>>>>
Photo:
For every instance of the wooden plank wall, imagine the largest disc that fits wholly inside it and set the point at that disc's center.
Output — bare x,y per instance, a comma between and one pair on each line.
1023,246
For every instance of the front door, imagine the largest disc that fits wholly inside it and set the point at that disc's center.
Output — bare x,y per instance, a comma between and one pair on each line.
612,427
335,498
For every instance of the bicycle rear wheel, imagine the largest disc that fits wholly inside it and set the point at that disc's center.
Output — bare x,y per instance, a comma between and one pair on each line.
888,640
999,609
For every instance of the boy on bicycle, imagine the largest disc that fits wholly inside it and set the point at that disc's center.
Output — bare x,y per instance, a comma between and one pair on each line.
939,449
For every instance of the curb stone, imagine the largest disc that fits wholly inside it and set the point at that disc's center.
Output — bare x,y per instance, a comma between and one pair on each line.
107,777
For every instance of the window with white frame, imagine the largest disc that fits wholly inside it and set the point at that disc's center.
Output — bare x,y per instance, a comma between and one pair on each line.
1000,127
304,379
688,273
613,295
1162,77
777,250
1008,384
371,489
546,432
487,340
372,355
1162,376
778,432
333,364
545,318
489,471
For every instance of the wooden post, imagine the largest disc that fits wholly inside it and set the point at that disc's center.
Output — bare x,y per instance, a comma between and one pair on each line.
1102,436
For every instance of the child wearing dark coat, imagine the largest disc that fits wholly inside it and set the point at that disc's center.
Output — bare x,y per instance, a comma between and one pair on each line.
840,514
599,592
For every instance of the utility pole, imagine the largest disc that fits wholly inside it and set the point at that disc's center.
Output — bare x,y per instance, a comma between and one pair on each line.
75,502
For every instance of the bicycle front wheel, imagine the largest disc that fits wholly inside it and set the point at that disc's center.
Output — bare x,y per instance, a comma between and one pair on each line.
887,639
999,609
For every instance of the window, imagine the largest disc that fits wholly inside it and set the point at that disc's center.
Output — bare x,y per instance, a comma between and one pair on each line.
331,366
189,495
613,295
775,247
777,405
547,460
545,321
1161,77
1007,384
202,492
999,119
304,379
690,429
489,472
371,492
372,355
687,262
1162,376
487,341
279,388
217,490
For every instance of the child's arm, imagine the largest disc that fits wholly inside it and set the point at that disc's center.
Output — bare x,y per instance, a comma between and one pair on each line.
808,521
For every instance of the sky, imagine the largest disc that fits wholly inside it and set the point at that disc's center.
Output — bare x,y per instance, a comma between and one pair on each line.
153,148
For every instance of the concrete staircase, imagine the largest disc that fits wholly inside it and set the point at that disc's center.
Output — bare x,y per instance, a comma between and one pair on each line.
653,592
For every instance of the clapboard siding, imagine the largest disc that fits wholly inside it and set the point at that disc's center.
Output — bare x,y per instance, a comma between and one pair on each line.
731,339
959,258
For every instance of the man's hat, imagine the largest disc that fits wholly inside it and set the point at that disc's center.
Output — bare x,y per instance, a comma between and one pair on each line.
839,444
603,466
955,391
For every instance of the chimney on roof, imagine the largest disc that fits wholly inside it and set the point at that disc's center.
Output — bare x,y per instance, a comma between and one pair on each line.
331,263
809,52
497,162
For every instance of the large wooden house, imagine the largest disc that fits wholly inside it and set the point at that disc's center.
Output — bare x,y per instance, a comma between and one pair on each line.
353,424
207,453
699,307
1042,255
<<<<
## ASSIGNED TASK:
Repeat the material above in full, quoting it exactly.

## ANSWER BOX:
Photo:
For every instance of the wooden plank wall, imagine the largest disc that fits wholly inside it and set the point at that disc's center.
Output — bare x,y per instance, a comma between and one pair on each line.
1023,246
For every instance of the front door, imagine the largest disc that fits wholly inside it and set the point at that disc's center.
Output — bare x,y per instance, a comma between and one pair on each line.
612,427
335,498
For every instance of the bicycle rear wheel, imagine the largest disc that fits wholly inside it and set the point at that disc's center.
Output — bare x,y per instance, a comma between and one pair on each line.
888,640
999,609
For every instance of the boy on bicycle, imagine the largest disc that fits wholly inside it and set the point at that disc's center.
Output — bare x,y per instance, a comma between and one pair on each line.
939,449
For every instance of the curb stone, imagine the largest disc that fits wholly inside it and set the point at that disc's center.
Output — bare x,y per instance, a comma between and one pair on each line.
107,777
For every instance of the window with white frame, imagine the largest disc that fits wholly inside it and set the point at that disc's center.
Output — bare x,y per instance, a comma between and one pair on each line.
1000,127
304,379
688,273
613,295
1162,77
777,250
1008,384
371,489
546,432
487,340
372,355
1162,376
778,432
333,364
545,318
489,471
For every instance of the wooden post, imagine the largest disc that fits wholly inside it and set the point at that disc's center.
Output — bare x,y per instance, a comma between and one pair on each line.
1102,436
For every instance of the child wearing dark coat, imagine the largest disc that fits wholly inside it and set the point at that disc's center.
Output — bare x,y per instance, a comma between and one pair on each line.
840,514
599,592
For every instance of the utility pole, imagine the largest disc that fits wholly inside it and set the point at that disc's center.
Output — bare x,y per instance, a comma between and one pair on each line.
75,502
For every instance of the bicycle front wheel, imagine the largest disc that fits wholly inside it and set the point at that disc's center.
Output — bare x,y per instance, a comma between and one pair on each line.
887,639
999,609
For every instance of the window, imagine the largest disc that fits wholly inside it and set the point at that disc's center.
Output — bare x,y per instance, a comma between and one pair on each line.
331,366
189,495
613,295
775,247
777,405
547,460
545,321
1161,77
1007,384
202,492
999,119
304,379
690,429
489,472
371,492
372,355
687,262
1162,376
487,341
279,388
217,490
For every instance of the child's arm, imagine the largest disc that fits wholly inside it and set the point at that disc's center.
Output — bare x,y per instance, a comma between and one pair on each line.
808,521
For every instance of the sky, imagine the largest disc that fits wholly inside it and set the point at that disc's center.
Output — bare x,y per instance, a comma between and one pair on each line.
153,148
For every instance of the concrete staircase, imagine the largest disc that fits wholly inside it and set the point at that disc's center.
Output — bare x,y per instance, a comma between and one pair on each line.
653,592
For every instance of the clapboard siding, imagine the largest disc that fits wholly inside it and set the point at that disc's center.
Output — bare x,y per instance, a comma between and one pair on each line.
731,339
959,258
For every instance of the man's hat, imagine the largest disc that fits wholly inside it and set the point at that disc's center.
Output — bare x,y per instance, a comma between and one pair on each line.
839,444
603,466
955,391
For every instance of the chimney on roof, imagine the largest disc that fits wholly inside it and set the point at that disc's center.
Output — bare x,y per instance, a comma between and one pair on each line.
331,263
809,52
497,162
For every instance of the large wooden house, imagine the largest disc that fits wholly inside it and set the point at that disc's center.
Output — bare x,y per instance, a comma between and one pair on each line.
353,424
207,453
699,307
1042,255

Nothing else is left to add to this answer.